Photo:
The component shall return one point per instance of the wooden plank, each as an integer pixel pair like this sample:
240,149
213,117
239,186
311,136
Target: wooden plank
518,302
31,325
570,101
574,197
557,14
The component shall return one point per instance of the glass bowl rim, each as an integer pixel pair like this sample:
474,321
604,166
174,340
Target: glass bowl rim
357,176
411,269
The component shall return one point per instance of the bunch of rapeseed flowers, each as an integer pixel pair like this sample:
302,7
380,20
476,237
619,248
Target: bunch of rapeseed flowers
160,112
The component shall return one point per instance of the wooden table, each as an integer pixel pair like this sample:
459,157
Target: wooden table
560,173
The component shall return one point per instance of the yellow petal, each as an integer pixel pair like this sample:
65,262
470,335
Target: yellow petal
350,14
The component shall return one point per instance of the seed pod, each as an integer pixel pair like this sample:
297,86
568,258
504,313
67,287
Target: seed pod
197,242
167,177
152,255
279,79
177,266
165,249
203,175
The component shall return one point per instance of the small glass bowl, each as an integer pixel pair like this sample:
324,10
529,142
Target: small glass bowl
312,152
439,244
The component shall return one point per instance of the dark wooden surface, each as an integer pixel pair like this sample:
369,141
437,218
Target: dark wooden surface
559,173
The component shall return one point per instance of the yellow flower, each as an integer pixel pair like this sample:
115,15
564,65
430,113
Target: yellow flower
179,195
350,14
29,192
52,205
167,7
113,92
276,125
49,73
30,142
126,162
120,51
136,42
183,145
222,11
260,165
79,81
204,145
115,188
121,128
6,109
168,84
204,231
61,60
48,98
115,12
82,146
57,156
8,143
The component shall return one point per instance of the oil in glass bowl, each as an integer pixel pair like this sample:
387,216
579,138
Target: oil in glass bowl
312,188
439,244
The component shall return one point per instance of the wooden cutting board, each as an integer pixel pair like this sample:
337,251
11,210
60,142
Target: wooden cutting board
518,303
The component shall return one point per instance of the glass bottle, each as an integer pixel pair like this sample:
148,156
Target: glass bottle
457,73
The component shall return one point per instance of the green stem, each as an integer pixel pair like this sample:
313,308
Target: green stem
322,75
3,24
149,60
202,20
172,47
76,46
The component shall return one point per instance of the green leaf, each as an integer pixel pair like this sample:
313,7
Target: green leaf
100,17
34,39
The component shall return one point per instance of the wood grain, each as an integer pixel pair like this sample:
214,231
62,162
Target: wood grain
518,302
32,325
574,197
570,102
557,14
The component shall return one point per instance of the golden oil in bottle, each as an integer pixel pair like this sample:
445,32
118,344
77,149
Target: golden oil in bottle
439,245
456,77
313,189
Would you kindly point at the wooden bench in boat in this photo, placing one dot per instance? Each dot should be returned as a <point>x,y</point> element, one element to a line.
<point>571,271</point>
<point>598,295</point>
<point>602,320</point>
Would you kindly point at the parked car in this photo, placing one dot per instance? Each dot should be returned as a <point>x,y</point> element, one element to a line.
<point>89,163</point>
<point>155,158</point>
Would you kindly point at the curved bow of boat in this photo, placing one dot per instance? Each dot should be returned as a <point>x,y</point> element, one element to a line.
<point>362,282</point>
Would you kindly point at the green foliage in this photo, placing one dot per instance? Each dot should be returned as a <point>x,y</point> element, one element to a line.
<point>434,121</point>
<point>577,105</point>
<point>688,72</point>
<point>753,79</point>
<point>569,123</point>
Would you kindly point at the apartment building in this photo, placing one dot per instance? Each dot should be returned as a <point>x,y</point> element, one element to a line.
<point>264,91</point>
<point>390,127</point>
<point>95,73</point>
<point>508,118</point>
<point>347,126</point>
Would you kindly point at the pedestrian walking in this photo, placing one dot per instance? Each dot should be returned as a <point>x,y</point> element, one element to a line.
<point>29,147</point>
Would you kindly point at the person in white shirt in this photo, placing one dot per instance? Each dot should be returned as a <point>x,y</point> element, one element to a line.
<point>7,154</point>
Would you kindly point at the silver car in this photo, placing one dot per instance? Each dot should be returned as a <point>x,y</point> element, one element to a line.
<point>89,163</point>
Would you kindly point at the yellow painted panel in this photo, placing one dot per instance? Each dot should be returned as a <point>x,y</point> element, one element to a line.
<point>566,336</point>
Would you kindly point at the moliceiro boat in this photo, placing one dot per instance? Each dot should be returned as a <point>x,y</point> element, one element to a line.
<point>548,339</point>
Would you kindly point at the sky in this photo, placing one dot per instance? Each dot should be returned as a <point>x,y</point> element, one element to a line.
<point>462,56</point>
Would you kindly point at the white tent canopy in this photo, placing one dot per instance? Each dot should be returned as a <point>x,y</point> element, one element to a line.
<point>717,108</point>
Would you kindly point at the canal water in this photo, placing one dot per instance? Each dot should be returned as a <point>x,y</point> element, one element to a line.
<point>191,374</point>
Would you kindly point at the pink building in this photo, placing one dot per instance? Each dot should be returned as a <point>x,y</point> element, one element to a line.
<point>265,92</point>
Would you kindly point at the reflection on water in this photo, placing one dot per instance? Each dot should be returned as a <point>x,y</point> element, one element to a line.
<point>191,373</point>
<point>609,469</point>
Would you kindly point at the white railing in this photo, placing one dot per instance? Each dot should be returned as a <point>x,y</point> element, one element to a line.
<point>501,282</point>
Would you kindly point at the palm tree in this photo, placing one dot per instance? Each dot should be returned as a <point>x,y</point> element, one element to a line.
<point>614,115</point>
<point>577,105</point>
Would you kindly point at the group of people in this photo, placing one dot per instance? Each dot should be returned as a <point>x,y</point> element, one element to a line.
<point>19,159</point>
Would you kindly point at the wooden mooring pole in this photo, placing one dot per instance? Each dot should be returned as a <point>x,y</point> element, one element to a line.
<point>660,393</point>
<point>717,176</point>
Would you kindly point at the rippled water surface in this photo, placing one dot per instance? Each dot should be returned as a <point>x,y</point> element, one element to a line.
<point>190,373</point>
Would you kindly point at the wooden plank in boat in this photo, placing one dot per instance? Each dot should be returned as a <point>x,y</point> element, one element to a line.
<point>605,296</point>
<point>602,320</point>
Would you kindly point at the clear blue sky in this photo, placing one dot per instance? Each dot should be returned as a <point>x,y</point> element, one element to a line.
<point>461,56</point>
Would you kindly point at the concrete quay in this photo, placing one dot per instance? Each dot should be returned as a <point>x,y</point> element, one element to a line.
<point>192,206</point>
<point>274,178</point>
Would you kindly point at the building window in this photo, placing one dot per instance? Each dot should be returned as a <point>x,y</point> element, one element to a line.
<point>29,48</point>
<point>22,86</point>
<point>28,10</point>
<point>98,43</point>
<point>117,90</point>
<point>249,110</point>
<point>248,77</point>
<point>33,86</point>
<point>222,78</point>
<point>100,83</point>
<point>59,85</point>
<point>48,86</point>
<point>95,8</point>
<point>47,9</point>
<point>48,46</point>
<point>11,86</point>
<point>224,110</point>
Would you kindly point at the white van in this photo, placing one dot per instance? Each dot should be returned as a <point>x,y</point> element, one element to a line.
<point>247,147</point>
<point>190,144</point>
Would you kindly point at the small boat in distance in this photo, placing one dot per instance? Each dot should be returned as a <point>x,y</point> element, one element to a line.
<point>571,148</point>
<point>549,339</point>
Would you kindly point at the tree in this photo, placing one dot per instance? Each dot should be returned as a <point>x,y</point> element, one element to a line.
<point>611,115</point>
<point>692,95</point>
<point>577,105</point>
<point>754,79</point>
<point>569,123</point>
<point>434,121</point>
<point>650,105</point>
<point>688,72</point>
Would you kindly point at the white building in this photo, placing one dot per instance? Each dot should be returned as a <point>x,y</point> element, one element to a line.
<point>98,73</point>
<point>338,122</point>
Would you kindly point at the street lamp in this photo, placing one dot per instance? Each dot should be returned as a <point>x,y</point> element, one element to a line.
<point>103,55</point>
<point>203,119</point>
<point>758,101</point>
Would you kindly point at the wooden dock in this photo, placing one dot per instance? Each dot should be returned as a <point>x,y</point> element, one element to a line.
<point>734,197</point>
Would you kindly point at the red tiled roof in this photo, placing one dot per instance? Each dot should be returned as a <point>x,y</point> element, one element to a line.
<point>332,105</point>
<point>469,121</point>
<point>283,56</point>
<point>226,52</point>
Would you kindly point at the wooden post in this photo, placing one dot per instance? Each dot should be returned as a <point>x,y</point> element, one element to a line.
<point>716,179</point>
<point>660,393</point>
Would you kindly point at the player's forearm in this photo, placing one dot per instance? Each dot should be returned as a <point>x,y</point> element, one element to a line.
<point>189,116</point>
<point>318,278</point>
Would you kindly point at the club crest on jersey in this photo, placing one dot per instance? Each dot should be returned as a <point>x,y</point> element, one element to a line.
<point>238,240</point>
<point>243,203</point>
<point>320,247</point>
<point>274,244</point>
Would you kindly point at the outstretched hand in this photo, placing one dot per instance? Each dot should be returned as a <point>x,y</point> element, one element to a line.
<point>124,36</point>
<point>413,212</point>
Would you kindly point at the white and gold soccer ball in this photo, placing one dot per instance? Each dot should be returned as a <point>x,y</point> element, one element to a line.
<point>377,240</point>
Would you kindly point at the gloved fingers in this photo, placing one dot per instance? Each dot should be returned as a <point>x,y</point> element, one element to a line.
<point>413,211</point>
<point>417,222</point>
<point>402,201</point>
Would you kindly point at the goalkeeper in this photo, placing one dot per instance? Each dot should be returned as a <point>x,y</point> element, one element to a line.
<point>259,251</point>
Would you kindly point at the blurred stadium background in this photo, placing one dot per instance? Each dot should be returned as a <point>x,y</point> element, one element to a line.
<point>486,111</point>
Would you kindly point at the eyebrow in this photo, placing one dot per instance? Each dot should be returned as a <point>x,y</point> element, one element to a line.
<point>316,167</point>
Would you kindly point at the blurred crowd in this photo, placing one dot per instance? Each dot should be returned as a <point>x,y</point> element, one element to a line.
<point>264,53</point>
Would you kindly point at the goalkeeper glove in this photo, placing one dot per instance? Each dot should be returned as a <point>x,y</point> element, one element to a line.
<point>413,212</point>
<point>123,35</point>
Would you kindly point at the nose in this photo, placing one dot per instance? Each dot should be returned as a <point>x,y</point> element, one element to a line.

====

Problem to solve
Extract the closing run of lines, starting with the one containing "Would you kindly point at the eyebrow" and ending at the last, exactly as written.

Response to the exercise
Would you kindly point at the eyebrow in this photo, placing one dot per instance? Each dot should be returned as a <point>x,y</point> element, one element to a line.
<point>316,167</point>
Would you kindly point at the blurred crowd in this photo, placing one dot per instance? Each dot should be returned as a <point>x,y</point> element, one element to a line.
<point>264,53</point>
Would you kindly point at the goalkeeper glove in this photo, placing one dot per instance? Each dot should be returned as a <point>x,y</point> element, one element to a line.
<point>413,212</point>
<point>123,35</point>
Would you kindly point at the nose in this photo, placing one dot per instance? Each dot should be returned as a <point>x,y</point> element, one element to a line.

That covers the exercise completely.